Passage =>
==*==

Here, Plaintiff Ellert invokes the court’s specific jurisdiction over his claims because they relate to Defendant’s connections to Florida. According to Plaintiff Ellert, he is a citizen and resident of Florida who bought Defendant’s e-bike, which “was delivered to Plaintiff’s local Yamaha dealer.” (Dkt. 1 at 5, 16–18.) Because
Ellert presumably became aware of the promotion in Florida, reviewed the offer while in Florida, made the purchase while in Florida, and picked up the e-bike from his local dealer in Florida, the court has specific jurisdiction over Defendant as to Ellert’s claims. (See id.) None of the other Plaintiffs’ claims “arise[] out of or relate[] to [Defendant]’s
contacts with” Florida. See Daimler, 571 U.S. at 127. The nonresident Plaintiffs’ do not allege they became aware of Defendant’s promotion while in Florida, reviewed the promotional offer while in Florida, made a purchase while in Florida or from a Florida distributor, and have not alleged any other possible relationship between Florida, the nonresident Plaintiffs’ claims, and Defendant’s actions. (See Dkt. 1 ¶¶ 63– 66, 72–75, 81–84, 91–94.) As a result, the nonresident Plaintiffs cannot establish that the court has specific jurisdiction over their claims. See Bristol-Myers Squibb, 582 U.S. at 265 (holding that there was no specific jurisdiction over a defendant where the
nonresident plaintiffs did not claim to have suffered harm in the state in which they were suing and all of the conduct giving rise to the nonresidents’ claims occurred elsewhere); Lewis, 530 F. Supp. 3d at 1226 n.13 (applying Bristol-Myers Squibb and dismissing “the state law claims brought by the nonresident [p]laintiffs” which arose “from conduct that took place entirely outside of Florida, the forum in which they
wish[ed] to bring suit”); Lee v. Branch Banking & Tr. Co., No. 18-21876-CIV, 2018 WL 5633995, at *4 (S.D. Fla. Oct. 31, 2018) (dismissing claims of the nonresident named plaintiffs in putative class because the court lacked specific jurisdiction where the amended complaint “contain[ed] no allegations connecting” their “claims to
Florida”); Howe v. Samsung Elecs. Am., Inc., No. 1:16CV386-RH/GRJ, 2018 WL 2212982, at *2–5 (N.D. Fla. Jan. 5, 2018) (concluding that, in a proposed class action, certain named plaintiffs could not sue a company in Florida because the court lacked personal jurisdiction over the defendant as to those plaintiffs). Accordingly, because Plaintiffs Adesina, Dombeck, Doukas, and Whitaker allege no connection between
their claims, Defendant, and Florida—a point Plaintiffs do not dispute—the court lacks specific jurisdiction over Defendant as to the claims brought by the nonresident Plaintiffs. (See Dkt. 37.) In response, Plaintiffs cite Farmer v. Walmart, Inc., 729 F. Supp. 3d 1202 (D. N.M. 2024). There, the defendant argued “that the court lack[ed] personal jurisdiction over [the d]efendant to the extent the [a]mended [c]omplaint assert[ed] claims on behalf of unnamed putative class members.” Id. at 1219. The court disagreed, concluding that “there is no constitutional unfairness in subjecting a defendant to the
class claims of out-of-state plaintiffs in Rule 23 class actions[] as long as a court has jurisdiction over the class representative’s claims.” Id. at 1221 (quoting Simon v. Ultimate Fitness Grp., LLC, No. 19 CIV. 890 (CM), 2019 WL 4382204, at *4 (S.D.N.Y. Aug. 19, 2019)). Farmer is distinguishable as it deals with an entirely separate question.

==*==

Task details =>
In one to three sentences, explain why, according to the jurisdiction passage, the court lacks specific jurisdiction over Defendant as to the nonresident Plaintiffs' claims.

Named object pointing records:

==*==

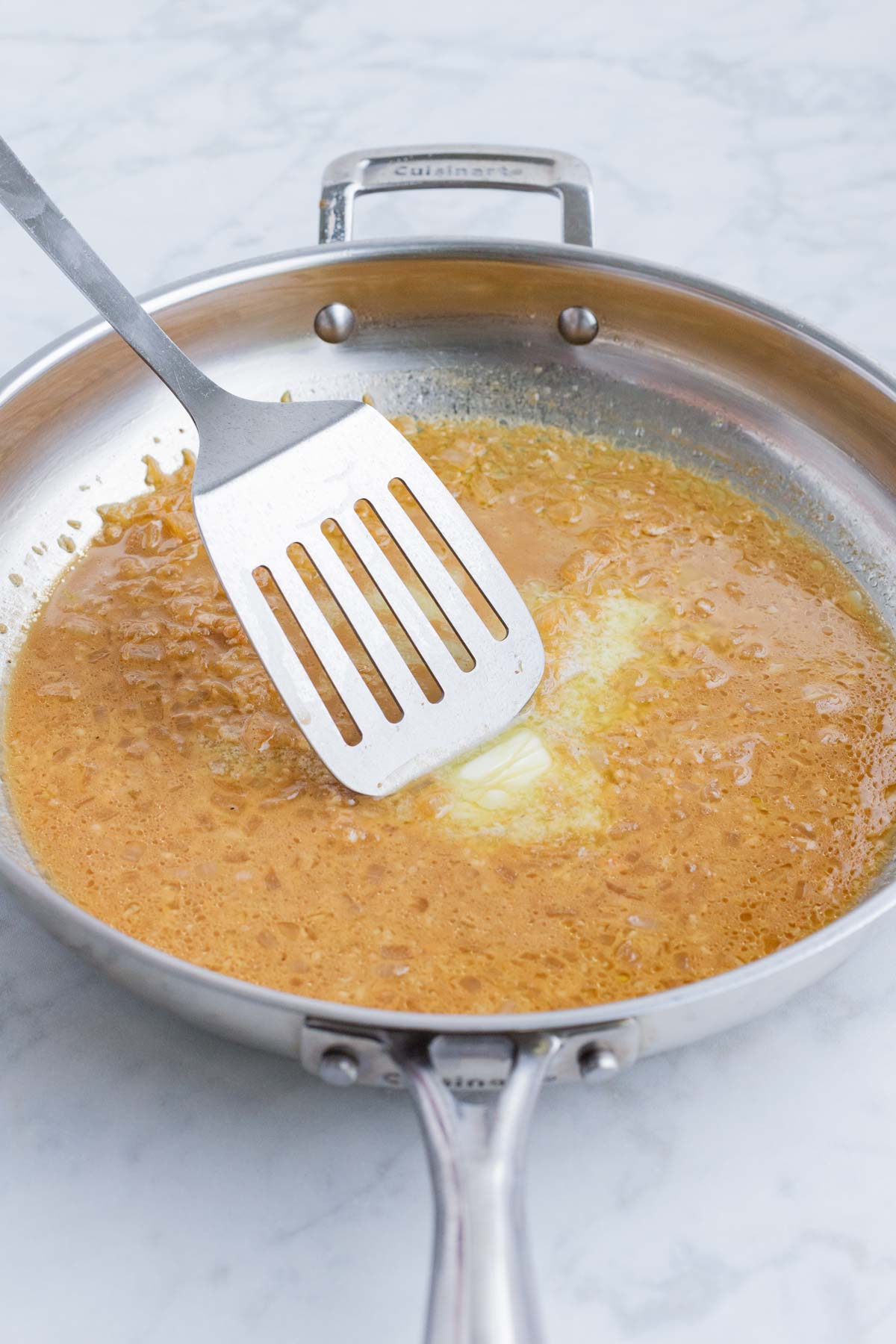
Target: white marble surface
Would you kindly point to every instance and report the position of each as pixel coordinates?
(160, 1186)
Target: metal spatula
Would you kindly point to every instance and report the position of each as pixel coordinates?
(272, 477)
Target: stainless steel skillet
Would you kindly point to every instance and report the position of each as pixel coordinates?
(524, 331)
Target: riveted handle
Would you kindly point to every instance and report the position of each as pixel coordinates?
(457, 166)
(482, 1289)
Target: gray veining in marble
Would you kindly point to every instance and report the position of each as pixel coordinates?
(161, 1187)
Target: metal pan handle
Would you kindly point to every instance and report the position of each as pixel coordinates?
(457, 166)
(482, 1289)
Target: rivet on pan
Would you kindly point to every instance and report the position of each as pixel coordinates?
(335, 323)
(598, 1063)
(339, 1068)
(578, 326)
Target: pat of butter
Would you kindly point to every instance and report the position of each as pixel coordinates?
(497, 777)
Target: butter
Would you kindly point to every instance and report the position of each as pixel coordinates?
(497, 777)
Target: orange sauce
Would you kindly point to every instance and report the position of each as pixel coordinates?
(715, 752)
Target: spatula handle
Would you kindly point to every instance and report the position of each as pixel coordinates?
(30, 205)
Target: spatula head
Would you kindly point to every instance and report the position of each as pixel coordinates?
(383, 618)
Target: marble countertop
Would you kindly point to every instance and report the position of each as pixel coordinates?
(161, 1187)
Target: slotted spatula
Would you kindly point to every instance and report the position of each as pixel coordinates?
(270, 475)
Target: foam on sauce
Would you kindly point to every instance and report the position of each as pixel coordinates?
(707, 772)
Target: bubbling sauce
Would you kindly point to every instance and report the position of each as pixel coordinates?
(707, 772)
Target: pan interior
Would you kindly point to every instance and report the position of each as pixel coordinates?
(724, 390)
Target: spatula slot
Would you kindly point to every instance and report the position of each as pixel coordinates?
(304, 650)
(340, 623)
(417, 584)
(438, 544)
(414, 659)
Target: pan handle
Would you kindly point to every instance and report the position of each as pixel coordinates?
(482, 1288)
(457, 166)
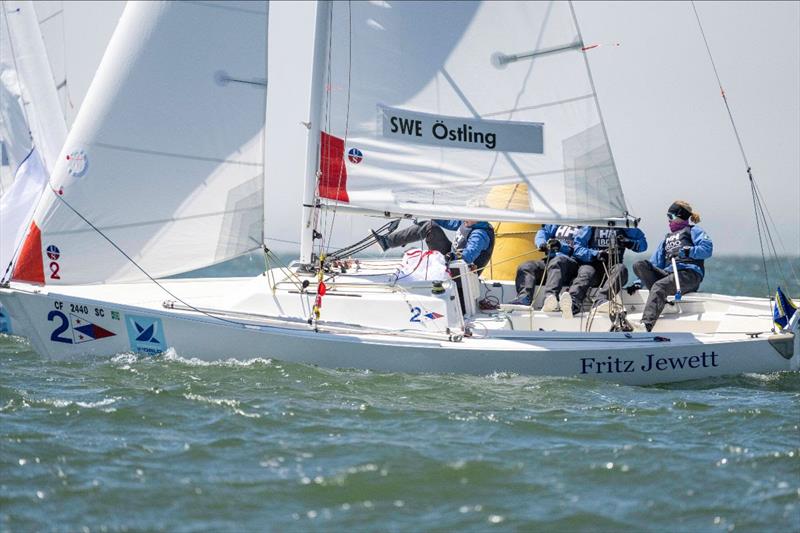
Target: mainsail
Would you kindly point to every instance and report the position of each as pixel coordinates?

==*==

Correct result =>
Plaintiffs Adesina, Dombeck, Doukas, and Whitaker allege no connection between their claims, Defendant, and Florida. They do not claim they learned of or reviewed the promotion in Florida, or bought in Florida or from a Florida distributor. Their claims therefore do not arise out of or relate to Defendant's contacts with Florida, a point Plaintiffs do not dispute.